| Task prompt |
Will you transcribe the entries that follow, exactly and in full?

Collected data:
━━━━━━━━━━
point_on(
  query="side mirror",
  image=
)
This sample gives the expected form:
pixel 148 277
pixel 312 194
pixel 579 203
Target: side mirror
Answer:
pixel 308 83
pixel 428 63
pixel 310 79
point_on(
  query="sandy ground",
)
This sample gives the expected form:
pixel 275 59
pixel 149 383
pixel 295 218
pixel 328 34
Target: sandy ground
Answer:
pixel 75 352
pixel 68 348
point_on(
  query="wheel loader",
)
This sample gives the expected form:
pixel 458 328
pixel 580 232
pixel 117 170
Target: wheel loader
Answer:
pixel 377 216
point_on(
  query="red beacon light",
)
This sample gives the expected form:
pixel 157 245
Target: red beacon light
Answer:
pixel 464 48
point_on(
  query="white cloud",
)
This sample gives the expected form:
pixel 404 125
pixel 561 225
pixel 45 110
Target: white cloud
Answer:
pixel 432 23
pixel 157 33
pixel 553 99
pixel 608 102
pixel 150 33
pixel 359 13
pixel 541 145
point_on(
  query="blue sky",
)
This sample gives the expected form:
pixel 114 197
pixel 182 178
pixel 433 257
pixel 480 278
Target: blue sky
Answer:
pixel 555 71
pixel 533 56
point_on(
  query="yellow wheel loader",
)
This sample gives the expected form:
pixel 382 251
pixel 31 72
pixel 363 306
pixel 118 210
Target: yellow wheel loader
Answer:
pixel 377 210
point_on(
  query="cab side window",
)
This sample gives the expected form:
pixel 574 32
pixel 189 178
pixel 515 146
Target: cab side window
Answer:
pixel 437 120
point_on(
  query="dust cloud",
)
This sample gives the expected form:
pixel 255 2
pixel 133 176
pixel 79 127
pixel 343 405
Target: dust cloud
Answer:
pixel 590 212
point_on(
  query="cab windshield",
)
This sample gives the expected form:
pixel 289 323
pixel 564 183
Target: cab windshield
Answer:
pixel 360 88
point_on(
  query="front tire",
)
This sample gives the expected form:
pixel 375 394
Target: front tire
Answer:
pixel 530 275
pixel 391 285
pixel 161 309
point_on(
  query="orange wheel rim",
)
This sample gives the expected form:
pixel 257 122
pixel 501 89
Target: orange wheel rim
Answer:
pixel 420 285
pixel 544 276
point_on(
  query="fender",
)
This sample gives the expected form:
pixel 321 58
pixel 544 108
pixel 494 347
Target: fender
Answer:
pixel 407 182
━━━━━━━━━━
| Exercise output |
point_on(
  query="side mirror",
  image=
)
This sample gives the expected form:
pixel 148 277
pixel 312 194
pixel 579 203
Target: side mirror
Answer:
pixel 308 83
pixel 428 63
pixel 310 79
point_on(
  query="sandy ground",
)
This sample gives the expected form:
pixel 275 59
pixel 149 383
pixel 295 218
pixel 328 34
Target: sandy ground
Answer:
pixel 75 352
pixel 68 348
point_on(
  query="wheel loader",
)
This sample gives the expected form:
pixel 458 328
pixel 580 232
pixel 117 170
Target: wheel loader
Answer:
pixel 377 216
point_on(
  query="red beacon light",
)
This sample gives the expected form:
pixel 157 245
Target: red beacon light
Answer:
pixel 464 48
point_on(
  query="white cloud",
)
This sample gives the expected form:
pixel 404 125
pixel 561 225
pixel 45 110
Target: white cloud
Answer:
pixel 432 23
pixel 157 33
pixel 553 99
pixel 608 102
pixel 150 33
pixel 359 13
pixel 541 145
point_on(
  query="blue sky",
)
This sample gives the expected form:
pixel 114 197
pixel 182 178
pixel 433 257
pixel 480 278
Target: blue sky
Answer:
pixel 555 71
pixel 533 56
point_on(
  query="yellow wheel loader",
)
This sample gives the expected form:
pixel 382 251
pixel 31 72
pixel 363 306
pixel 118 210
Target: yellow wheel loader
Answer:
pixel 377 210
point_on(
  query="cab side window",
)
This sample gives the expected form:
pixel 574 32
pixel 189 178
pixel 515 146
Target: cab side window
Answer:
pixel 437 120
point_on(
  query="dust cloud",
)
This sample gives the expected form:
pixel 255 2
pixel 133 176
pixel 79 127
pixel 343 405
Target: dust cloud
Answer:
pixel 590 212
point_on(
  query="cab windshield",
)
This sample gives the expected form:
pixel 289 323
pixel 564 183
Target: cab windshield
Answer:
pixel 360 88
point_on(
  query="front tire",
)
This sample gives the expected form:
pixel 375 394
Target: front tire
Answer:
pixel 530 275
pixel 391 285
pixel 161 309
point_on(
  query="orange wheel rim",
)
This sample gives the expected form:
pixel 257 122
pixel 501 89
Target: orange wheel rim
Answer:
pixel 420 285
pixel 544 276
point_on(
  query="fender",
)
This sample gives the expected form:
pixel 321 58
pixel 544 108
pixel 494 347
Target: fender
Answer:
pixel 407 182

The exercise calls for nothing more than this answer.